(Texto del documento):
▽

En Pontedeume hubo “festa a cachón e cachón a porta” que es como Josefa describía una fiesta “de la pera” (Valga la expresión para estas fiesta de Pontedeume, la de Las Peras). Cuando me retiraba se quedaban las terrazas sin una silla libre y las pandillas subían hacia la verbena cargados con una bolsa del súper cada uno. Botellón mayúsculo, me imagino.
Por la mañana –ver foto- las calles estaban imposibles. A la puerta del Mar del Norte, una pareja de adolescentes esperaba la mañana sentados en el alfeizar de la ventana del bar. Les saludé y me respondieron con cierto desconcierto. Sería porque pronuncié un “Buenos días” con notable claridad.
Lo de darme una habitación para atrás funcionó. La música de la verbena del último día de Las Peras fue un ronquido del que me desentendí con facilidad. Descansé y a las seis estaba preparando los detalles de la ruta. A las siete y media salí a la calle a buscar el Camino de Santiago que pasaba unos metros más arriba del Mar del Norte.
La salida de Pontedeume es una larga cuesta de algo más de un kilómetro que te deja en el medio del campo. Hoy ha sido un día de muchas cuestas no muy largas, pero sí con mucha pendiente. En la primera, en la de la salida de Pontedeume, me detuve hacia la mitad a mirar atrás para ver cómo se despertaba el pueblo a la orilla del eume. Le hice la foto.
Cuando empezó a amanecer ya estaba en el medio del campo. Disfruté de la caminata hasta Miño aunque tuve que lamentar la proximidad a la autopista. Invisible pero siempre presente con su rugido poderoso. La autopista por estas tierras más que limitar el movimiento de los animales salvajes, vuela sobre pilares en largos tramos, es sobre todo un crimen sonoro. Se carga el silencio, oculta los sonidos de la naturaleza. Pienso en lo desgraciados que se deben de sentir los habitantes de estas zonas rurales teniendo que soportar ese ruido permanentemente. La contaminación acústica es algo muy grave que no se valora debidamente. La autopista nos da tiempo porque acortamos distancias pero destruimos una parte importante de nuestro paisaje.
Esta mañana me enfadé mucho porque ya no hay enmienda posible, el equilibrio en este largo trecho se ha perdido definitivamente. Pero a pesar del enfado, cuando la autopista se alejaba, disfruté del momento del amanecer. Fue un camino de nueve kilómetros totalmente en soledad. Solo me sorprendió una mujer paseando a dos perros cuando ya estaba cerca del campo de Golf de Miño.

△

(Ejercicio A): Transcribe sin cambios el pasaje del texto sobre Pontedeume que va desde "Por la mañana" hasta "con notable claridad.", ambos incluidos.
El texto y los registros proceden de fuentes distintas.

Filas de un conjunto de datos

▽

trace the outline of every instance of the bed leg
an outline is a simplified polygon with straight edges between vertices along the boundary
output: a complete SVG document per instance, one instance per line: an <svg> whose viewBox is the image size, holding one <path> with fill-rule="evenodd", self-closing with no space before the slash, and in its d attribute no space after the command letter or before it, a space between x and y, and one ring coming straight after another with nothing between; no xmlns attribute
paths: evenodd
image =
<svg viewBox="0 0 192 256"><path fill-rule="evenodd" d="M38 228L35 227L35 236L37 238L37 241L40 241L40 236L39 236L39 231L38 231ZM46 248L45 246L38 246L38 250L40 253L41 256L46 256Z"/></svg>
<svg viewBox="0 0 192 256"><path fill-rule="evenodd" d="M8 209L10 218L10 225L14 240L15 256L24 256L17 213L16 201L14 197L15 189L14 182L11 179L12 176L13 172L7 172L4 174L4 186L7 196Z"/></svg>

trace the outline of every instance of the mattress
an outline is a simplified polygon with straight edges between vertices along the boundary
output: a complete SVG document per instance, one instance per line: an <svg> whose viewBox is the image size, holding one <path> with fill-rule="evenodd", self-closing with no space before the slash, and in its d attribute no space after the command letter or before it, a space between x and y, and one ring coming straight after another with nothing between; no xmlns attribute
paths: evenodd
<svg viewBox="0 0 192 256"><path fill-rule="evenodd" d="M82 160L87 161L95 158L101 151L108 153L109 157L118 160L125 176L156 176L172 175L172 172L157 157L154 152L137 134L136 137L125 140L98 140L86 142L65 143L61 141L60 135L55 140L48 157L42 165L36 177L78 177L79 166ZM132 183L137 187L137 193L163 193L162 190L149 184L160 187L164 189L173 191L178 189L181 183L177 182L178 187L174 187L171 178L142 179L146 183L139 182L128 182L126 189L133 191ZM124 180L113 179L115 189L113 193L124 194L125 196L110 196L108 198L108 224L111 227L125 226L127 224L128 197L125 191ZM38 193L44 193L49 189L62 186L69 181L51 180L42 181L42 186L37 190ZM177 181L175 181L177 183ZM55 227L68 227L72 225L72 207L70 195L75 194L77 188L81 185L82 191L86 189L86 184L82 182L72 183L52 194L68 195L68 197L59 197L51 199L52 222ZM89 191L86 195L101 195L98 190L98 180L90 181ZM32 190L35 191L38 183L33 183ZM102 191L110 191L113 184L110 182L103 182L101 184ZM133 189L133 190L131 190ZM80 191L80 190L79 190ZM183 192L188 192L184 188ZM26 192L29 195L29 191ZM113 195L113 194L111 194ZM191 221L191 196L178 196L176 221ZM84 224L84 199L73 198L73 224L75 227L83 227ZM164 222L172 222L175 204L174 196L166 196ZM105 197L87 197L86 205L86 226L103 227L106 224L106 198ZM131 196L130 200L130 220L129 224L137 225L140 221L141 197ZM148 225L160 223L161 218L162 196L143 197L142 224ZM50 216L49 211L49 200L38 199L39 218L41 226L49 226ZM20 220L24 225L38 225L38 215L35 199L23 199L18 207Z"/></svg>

△

(Ejercicio B): Reproduce tal cual las líneas de los registros desde el comienzo hasta la línea que contiene "228L35 227L35 236L37", incluida esta.

(Solución del ejercicio A):
Por la mañana –ver foto- las calles estaban imposibles. A la puerta del Mar del Norte, una pareja de adolescentes esperaba la mañana sentados en el alfeizar de la ventana del bar. Les saludé y me respondieron con cierto desconcierto. Sería porque pronuncié un “Buenos días” con notable claridad.

(Solución del ejercicio B):
trace the outline of every instance of the bed leg
an outline is a simplified polygon with straight edges between vertices along the boundary
output: a complete SVG document per instance, one instance per line: an <svg> whose viewBox is the image size, holding one <path> with fill-rule="evenodd", self-closing with no space before the slash, and in its d attribute no space after the command letter or before it, a space between x and y, and one ring coming straight after another with nothing between; no xmlns attribute
paths: evenodd
image =
<svg viewBox="0 0 192 256"><path fill-rule="evenodd" d="M38 228L35 227L35 236L37 238L37 241L40 241L40 236L39 236L39 231L38 231ZM46 248L45 246L38 246L38 250L40 253L41 256L46 256Z"/></svg>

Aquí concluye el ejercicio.